◆ **Try it**: The entries below are to be repeated exactly, and their pictures left out.

── Exercise material

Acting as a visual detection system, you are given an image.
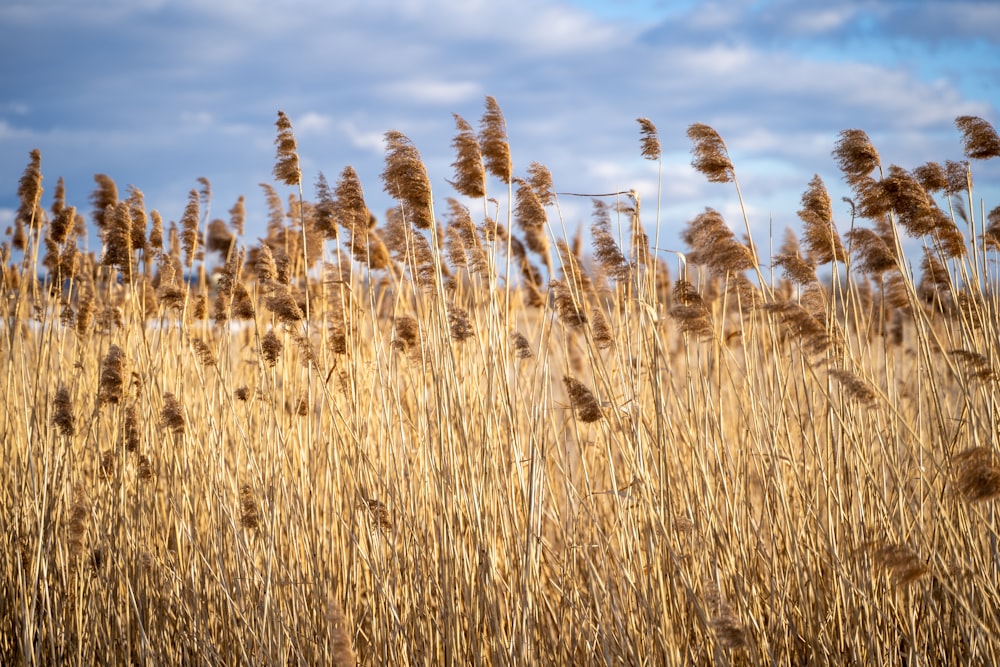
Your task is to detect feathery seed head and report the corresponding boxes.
[449,114,486,198]
[381,130,434,230]
[636,117,662,161]
[273,110,302,186]
[480,96,512,184]
[687,123,733,183]
[956,115,1000,160]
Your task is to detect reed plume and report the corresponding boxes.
[772,229,817,285]
[590,200,630,282]
[447,305,475,342]
[949,349,996,384]
[160,392,185,434]
[381,130,433,230]
[444,199,489,277]
[101,202,135,279]
[669,279,713,339]
[762,301,833,356]
[527,162,555,205]
[832,129,881,188]
[845,227,896,276]
[313,172,338,240]
[264,284,304,324]
[952,447,1000,502]
[866,542,928,587]
[327,595,357,667]
[16,149,43,232]
[48,204,76,253]
[229,195,246,237]
[510,332,533,359]
[180,188,201,268]
[449,114,486,198]
[149,210,164,252]
[392,315,421,354]
[206,219,234,258]
[828,368,877,406]
[562,375,603,423]
[479,96,512,184]
[121,403,140,453]
[52,385,76,437]
[551,279,587,328]
[334,165,370,235]
[636,118,662,161]
[90,174,119,231]
[126,186,148,252]
[273,110,302,187]
[51,175,65,216]
[66,485,90,568]
[137,455,155,482]
[798,175,847,264]
[687,123,733,183]
[913,161,948,194]
[239,485,260,530]
[514,176,546,229]
[590,307,614,350]
[681,208,754,276]
[191,337,216,367]
[76,287,95,338]
[983,205,1000,251]
[98,344,127,405]
[955,115,1000,160]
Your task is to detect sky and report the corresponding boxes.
[2,0,999,269]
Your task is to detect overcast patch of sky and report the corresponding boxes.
[1,0,998,258]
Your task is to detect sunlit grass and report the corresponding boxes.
[2,101,999,665]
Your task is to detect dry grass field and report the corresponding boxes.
[2,98,1000,665]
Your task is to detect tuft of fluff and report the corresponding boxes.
[52,385,76,437]
[562,375,603,423]
[160,392,185,434]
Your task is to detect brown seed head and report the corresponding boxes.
[952,446,1000,502]
[832,129,881,188]
[90,174,119,232]
[179,189,200,268]
[261,329,283,367]
[240,484,261,530]
[479,96,512,184]
[510,332,533,359]
[98,345,127,405]
[16,149,44,232]
[798,175,847,264]
[828,368,877,406]
[636,117,662,161]
[381,130,433,230]
[955,115,1000,160]
[687,123,733,183]
[52,385,76,437]
[273,110,302,186]
[449,114,486,198]
[562,375,603,422]
[160,392,185,434]
[514,178,546,230]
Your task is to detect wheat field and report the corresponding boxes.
[2,99,999,665]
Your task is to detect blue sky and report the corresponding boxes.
[2,0,999,264]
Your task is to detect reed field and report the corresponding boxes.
[3,98,1000,665]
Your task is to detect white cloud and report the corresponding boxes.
[378,79,483,106]
[295,112,334,136]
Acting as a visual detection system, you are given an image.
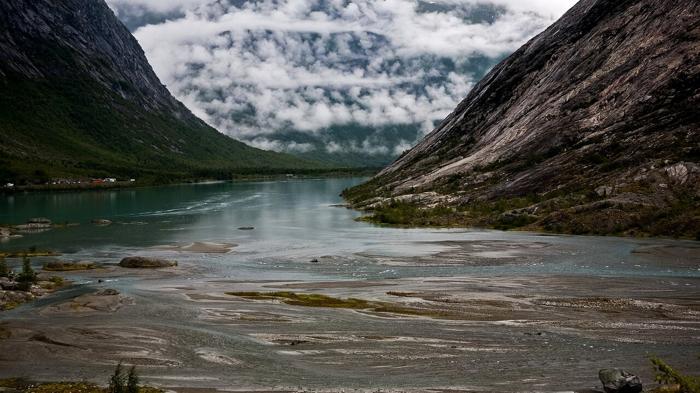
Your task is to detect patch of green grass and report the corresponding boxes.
[0,379,164,393]
[359,200,463,227]
[348,185,699,239]
[0,301,22,311]
[227,291,372,309]
[0,378,30,389]
[38,276,66,290]
[26,382,104,393]
[227,291,463,319]
[43,261,97,271]
[0,250,61,258]
[0,66,327,185]
[651,357,700,393]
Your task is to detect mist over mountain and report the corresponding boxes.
[107,0,576,166]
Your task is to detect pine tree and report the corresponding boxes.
[109,362,126,393]
[16,256,37,291]
[126,365,139,393]
[0,257,8,278]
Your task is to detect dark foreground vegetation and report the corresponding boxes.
[0,364,163,393]
[1,165,378,193]
[344,180,700,239]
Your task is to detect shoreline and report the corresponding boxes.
[0,168,378,195]
[353,213,700,242]
[344,199,700,241]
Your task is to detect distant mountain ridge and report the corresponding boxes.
[108,0,513,168]
[0,0,321,184]
[345,0,700,238]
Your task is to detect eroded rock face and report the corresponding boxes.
[119,256,177,269]
[599,368,642,393]
[347,0,699,237]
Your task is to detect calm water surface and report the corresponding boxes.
[0,177,698,280]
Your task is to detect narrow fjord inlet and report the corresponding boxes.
[0,0,698,393]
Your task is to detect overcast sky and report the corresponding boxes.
[106,0,577,156]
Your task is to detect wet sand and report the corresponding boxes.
[0,237,698,392]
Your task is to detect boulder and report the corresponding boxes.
[0,277,18,291]
[599,369,642,393]
[92,219,112,225]
[0,227,11,238]
[119,256,177,268]
[665,162,690,184]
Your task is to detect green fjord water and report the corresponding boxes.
[1,178,698,280]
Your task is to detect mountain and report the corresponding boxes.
[0,0,322,185]
[107,0,552,168]
[344,0,700,238]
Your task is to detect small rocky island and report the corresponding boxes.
[0,256,65,311]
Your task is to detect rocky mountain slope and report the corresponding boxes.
[344,0,700,238]
[0,0,320,184]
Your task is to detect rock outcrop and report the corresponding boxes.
[345,0,699,238]
[119,256,177,269]
[599,369,642,393]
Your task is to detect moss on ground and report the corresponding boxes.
[43,262,98,271]
[0,379,164,393]
[227,291,372,309]
[227,291,462,319]
[0,250,61,258]
[651,357,700,393]
[351,190,700,239]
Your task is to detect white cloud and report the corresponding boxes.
[247,138,315,153]
[106,0,208,15]
[109,0,577,157]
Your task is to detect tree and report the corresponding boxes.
[0,257,9,278]
[109,362,126,393]
[16,256,37,291]
[126,365,139,393]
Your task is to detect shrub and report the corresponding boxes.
[109,362,126,393]
[0,257,9,278]
[651,357,700,393]
[109,363,141,393]
[127,366,139,393]
[16,257,37,291]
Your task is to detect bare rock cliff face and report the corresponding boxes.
[0,0,179,113]
[346,0,700,237]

────

◆ **Your response**:
Acting as a visual detection system, you are given an image.
Your task is to detect feathery seed head and report the corresponding boxes.
[449,114,486,198]
[381,130,434,230]
[636,117,662,161]
[273,110,302,186]
[480,96,512,184]
[687,123,733,183]
[956,115,1000,160]
Your task is to detect reed plume and report the corresponding boxes.
[772,229,817,285]
[590,200,630,282]
[447,305,475,342]
[949,349,996,384]
[160,392,185,434]
[381,130,433,230]
[444,199,489,277]
[101,202,135,279]
[669,279,713,339]
[762,301,833,356]
[527,162,555,205]
[832,129,881,188]
[845,227,896,276]
[313,172,338,240]
[264,284,304,324]
[952,447,1000,502]
[866,542,928,587]
[327,595,357,667]
[16,149,43,232]
[48,204,76,253]
[229,195,246,237]
[510,332,533,359]
[180,188,201,268]
[449,114,486,198]
[149,210,164,252]
[392,315,421,354]
[206,219,234,258]
[828,368,877,406]
[562,375,603,423]
[479,96,512,184]
[121,403,140,453]
[52,385,76,437]
[551,279,587,328]
[334,165,370,235]
[636,118,662,161]
[90,174,119,231]
[126,186,148,252]
[273,110,302,187]
[51,175,65,216]
[66,485,90,568]
[137,455,155,482]
[798,175,847,264]
[687,123,733,183]
[913,161,948,194]
[239,485,260,530]
[514,176,546,229]
[590,307,614,350]
[681,208,754,276]
[191,337,216,367]
[76,287,95,338]
[983,205,1000,251]
[98,344,127,405]
[955,115,1000,160]
Your task is to detect sky and report the corresponding boxes.
[2,0,999,269]
Your task is to detect overcast patch of sky and report the corresponding boxes.
[1,0,998,258]
Your task is to detect sunlit grass and report the corresponding boxes.
[2,101,999,665]
Your task is to detect dry grass field and report the corresponding boxes.
[2,98,1000,665]
Your task is to detect tuft of fluff and report the corresponding boxes.
[52,385,76,437]
[562,375,603,423]
[160,392,185,434]
Your task is to detect brown seed head and report the corresponding boxes.
[952,446,1000,502]
[832,129,881,188]
[90,174,119,232]
[179,189,200,268]
[261,329,283,367]
[240,484,261,530]
[479,96,512,184]
[510,332,533,359]
[98,345,127,405]
[16,149,44,232]
[798,175,847,264]
[828,368,877,406]
[636,117,662,161]
[381,130,433,230]
[955,115,1000,160]
[687,123,733,183]
[52,385,76,437]
[273,110,302,186]
[449,114,486,198]
[562,375,603,422]
[160,392,185,434]
[514,178,546,230]
Your task is to detect wheat field and report the corresponding boxes.
[2,99,999,665]
Your task is to detect blue sky and report the corresponding boxes.
[2,0,999,264]
Your task is to detect reed field and report the corresponding boxes.
[3,98,1000,665]
Your task is to detect white cloud and report the corresponding boxes.
[378,79,483,106]
[295,112,334,136]
Acting as a visual detection system, you are given an image.
Your task is to detect patch of green grass and report the corresponding boxes.
[0,379,164,393]
[359,200,463,227]
[348,185,699,239]
[0,301,22,311]
[227,291,372,309]
[0,378,30,389]
[38,276,66,290]
[26,382,104,393]
[227,291,463,319]
[43,261,97,271]
[0,250,61,258]
[0,66,327,185]
[651,357,700,393]
Your task is to detect mist over mountain and report the corresponding boxes.
[107,0,576,166]
Your task is to detect pine tree and report the corresponding boxes.
[109,362,126,393]
[16,256,37,291]
[126,365,139,393]
[0,257,8,278]
Your task is to detect dark foreground vegetation and report the corresponding boxes.
[0,364,163,393]
[1,165,378,193]
[344,180,700,239]
Your task is to detect shoreline and report the corresponding boxes.
[0,168,378,195]
[353,213,700,242]
[344,199,700,241]
Your task is to detect distant mountain ridge and report the corresponding boxes.
[108,0,513,168]
[0,0,321,184]
[345,0,700,238]
Your task is to detect eroded rock face and report the corresponding boxes.
[119,256,177,269]
[599,368,642,393]
[347,0,699,237]
Your task is to detect calm water surface and report the corresponding boxes.
[0,177,698,280]
Your task is to detect narrow fjord inlet and report the corresponding boxes.
[0,0,698,393]
Your task is to detect overcast sky and report the corresponding boxes.
[106,0,577,156]
Your task is to detect wet sand and report the corresponding boxes.
[0,237,698,392]
Your task is to detect boulder and report the corresponding boxes.
[0,277,18,291]
[599,369,642,393]
[92,219,112,225]
[0,227,11,238]
[119,256,177,268]
[665,162,690,184]
Your task is to detect green fjord water and report the corresponding boxes.
[1,178,698,280]
Your task is to detect mountain and report the corresponding boxes.
[0,0,322,185]
[107,0,552,168]
[344,0,700,238]
Your task is to detect small rocky island and report the corresponding boxes.
[0,256,65,311]
Your task is to detect rocky mountain slope and report the corresponding boxes.
[344,0,700,238]
[0,0,320,184]
Your task is to detect rock outcrop and report the corresponding boxes.
[345,0,699,238]
[119,256,177,269]
[599,369,642,393]
Your task is to detect moss on ground and report the corresponding boxes.
[43,262,98,271]
[0,379,164,393]
[227,291,372,309]
[227,291,462,319]
[0,250,61,258]
[651,357,700,393]
[351,190,700,239]
Your task is to detect white cloud and report the corresponding boxes.
[247,138,315,153]
[106,0,208,15]
[109,0,577,157]
Your task is to detect tree and report the corresponding boxes.
[0,257,9,278]
[109,362,126,393]
[16,256,37,291]
[126,365,139,393]
Your task is to detect shrub and report the corresponding boxes.
[109,362,126,393]
[0,257,9,278]
[651,357,700,393]
[109,363,141,393]
[127,366,139,393]
[16,257,37,291]
Your task is to detect bare rock cliff face and report the corresponding boxes.
[0,0,179,113]
[346,0,700,237]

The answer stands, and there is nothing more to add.